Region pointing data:
◇ ◇ ◇ ◇ ◇
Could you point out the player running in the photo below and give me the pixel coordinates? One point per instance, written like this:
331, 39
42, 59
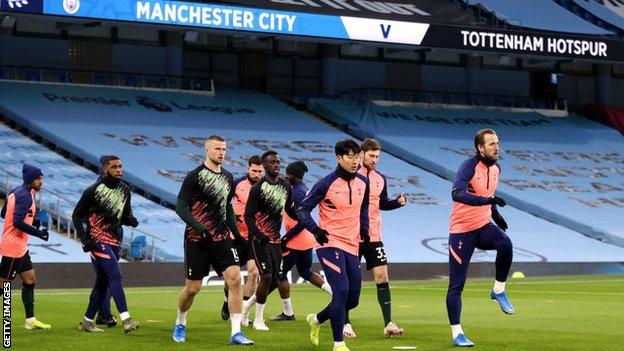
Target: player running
204, 204
268, 199
297, 245
342, 197
373, 251
105, 205
19, 212
475, 203
242, 186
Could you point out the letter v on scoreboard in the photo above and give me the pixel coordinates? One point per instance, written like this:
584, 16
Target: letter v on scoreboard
370, 29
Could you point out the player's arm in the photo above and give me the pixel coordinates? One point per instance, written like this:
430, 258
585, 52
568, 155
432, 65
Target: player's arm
364, 222
298, 197
127, 217
80, 213
230, 217
460, 186
304, 211
386, 204
498, 219
251, 208
185, 197
289, 206
22, 204
3, 211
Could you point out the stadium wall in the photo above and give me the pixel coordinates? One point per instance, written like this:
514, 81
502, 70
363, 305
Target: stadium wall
139, 274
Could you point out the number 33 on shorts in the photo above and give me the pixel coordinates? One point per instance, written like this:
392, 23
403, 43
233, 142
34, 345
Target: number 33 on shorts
235, 255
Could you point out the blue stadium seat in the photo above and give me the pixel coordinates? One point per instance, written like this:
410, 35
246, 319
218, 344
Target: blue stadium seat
160, 136
137, 248
567, 170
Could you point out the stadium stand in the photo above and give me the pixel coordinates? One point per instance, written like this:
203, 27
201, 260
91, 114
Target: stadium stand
539, 14
64, 182
58, 249
160, 136
611, 12
566, 170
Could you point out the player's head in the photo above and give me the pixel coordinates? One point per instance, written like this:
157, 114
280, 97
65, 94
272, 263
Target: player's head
371, 151
214, 148
32, 176
254, 168
271, 163
112, 167
295, 171
348, 155
486, 144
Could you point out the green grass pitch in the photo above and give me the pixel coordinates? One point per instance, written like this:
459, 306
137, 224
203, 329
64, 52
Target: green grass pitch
552, 313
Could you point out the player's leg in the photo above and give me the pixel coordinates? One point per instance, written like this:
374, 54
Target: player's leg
334, 265
249, 291
104, 314
461, 248
493, 238
263, 260
196, 267
111, 266
27, 275
354, 276
232, 278
225, 312
100, 287
252, 279
304, 267
289, 259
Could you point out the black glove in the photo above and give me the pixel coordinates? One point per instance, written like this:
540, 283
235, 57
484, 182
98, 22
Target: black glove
206, 235
499, 220
284, 244
262, 239
364, 236
87, 246
498, 201
132, 221
240, 241
321, 236
43, 234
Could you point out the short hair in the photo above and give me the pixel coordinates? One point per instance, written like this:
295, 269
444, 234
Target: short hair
267, 154
480, 137
370, 144
255, 160
107, 159
343, 147
215, 138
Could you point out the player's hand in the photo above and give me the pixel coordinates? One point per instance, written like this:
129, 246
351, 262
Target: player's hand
87, 246
133, 222
206, 235
43, 234
365, 237
498, 201
321, 236
262, 239
402, 200
240, 241
284, 244
499, 220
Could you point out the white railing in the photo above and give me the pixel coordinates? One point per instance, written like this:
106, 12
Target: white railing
◇ ◇ ◇ ◇ ◇
THE PROBLEM
Your answer is an exact copy of the records above, stripped of pictures.

FINAL ANSWER
Could you point out the player running in the photo below and give me the pixel coordinates? One point per instance, written like this:
331, 39
42, 59
Target: player running
204, 204
268, 199
297, 245
342, 197
373, 251
105, 205
19, 212
475, 203
242, 186
Could you point out the letter v on scoreboard in the photo above and give me the pixel coordinates? One point per instance, written like this:
584, 16
Target: letter v on scoreboard
370, 29
Could you point out the player's arm in the photo above and give me the pixel coordinates? One point per instance, written like this:
430, 258
585, 52
568, 155
432, 65
Target: player's arm
364, 222
298, 197
127, 217
80, 213
230, 217
460, 186
304, 211
386, 204
498, 219
251, 208
185, 197
289, 206
22, 204
3, 211
Could you point out the stadium wall in the photo above and give me the pixel coordinates? One point per instance, written like this:
514, 81
502, 70
363, 305
Target: stadium wall
139, 274
Could you point out the number 33 on shorts in the photo above and give me the pixel coordinates? One point per instance, written like this:
392, 23
403, 43
233, 142
34, 345
Target: number 33 on shorts
235, 255
Could you point out the blue stadium seat in the photo above and give me the pixel coordinates? One point per instance, written like this:
410, 35
246, 319
218, 344
Target: blue stadium seat
160, 136
137, 248
567, 170
Could you point out the stadium stand in the photo above and give me the pixel coordinates? One point per instance, written like this:
203, 27
201, 260
91, 114
Target: stadium stand
539, 14
64, 182
58, 249
160, 136
611, 12
566, 170
Could you point out the player's head in the photo above and give me the pixel coordinates? One point per instance, written like this:
157, 114
280, 97
65, 94
272, 263
Target: player's head
371, 151
214, 148
32, 176
254, 168
271, 163
112, 167
295, 171
348, 155
486, 144
Could you point out the green grass pitch in the photo above and give me the pixel coordinates? One point per instance, written like this:
459, 306
137, 224
203, 329
64, 52
Target: green grass pitch
552, 313
Could you point out the player's leg in the photo above and give me the pixel coordinates? One point per instance, written like this:
374, 54
Target: player's leg
334, 265
249, 291
104, 314
461, 248
493, 238
263, 260
196, 267
111, 266
27, 275
354, 276
232, 278
225, 312
100, 287
252, 279
304, 267
289, 259
Could you point out the black glove in the photo above and give me the pixel coordinates? One point per instance, written like this:
540, 283
235, 57
484, 182
98, 22
Target: black glove
206, 235
499, 220
284, 244
262, 239
364, 236
87, 246
498, 201
132, 221
240, 241
321, 236
43, 234
Could you point out the short hair in the photo above and give me the pixel coordinates? One point per instance, written like this:
295, 269
444, 234
Target: short hair
267, 154
480, 137
370, 144
255, 160
107, 159
343, 147
215, 138
Could you point out the player's hand in the photo above and give me the pixel coordinates? One point per instance, written like this:
129, 246
351, 262
Target: player's hand
87, 246
133, 222
206, 235
43, 234
365, 237
498, 201
321, 236
262, 239
402, 200
240, 241
284, 244
499, 220
Could you point out the white railing in the photo above and give me the pixel coordinates? One point per instance, written like this:
106, 12
Target: white railing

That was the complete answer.